WORK REQUEST
Could the entries below be retyped exactly and in full?

------ DATA SECTION ------

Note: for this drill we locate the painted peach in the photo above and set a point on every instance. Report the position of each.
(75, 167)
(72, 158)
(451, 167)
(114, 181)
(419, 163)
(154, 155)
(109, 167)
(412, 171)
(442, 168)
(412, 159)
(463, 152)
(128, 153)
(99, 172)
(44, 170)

------

TASK RESULT
Note: for this drill we locate the painted peach in the photo above and set a point on every instance. Report the position of each.
(75, 167)
(72, 158)
(451, 167)
(114, 181)
(419, 163)
(154, 155)
(109, 167)
(412, 171)
(442, 168)
(412, 159)
(463, 152)
(128, 153)
(99, 172)
(44, 170)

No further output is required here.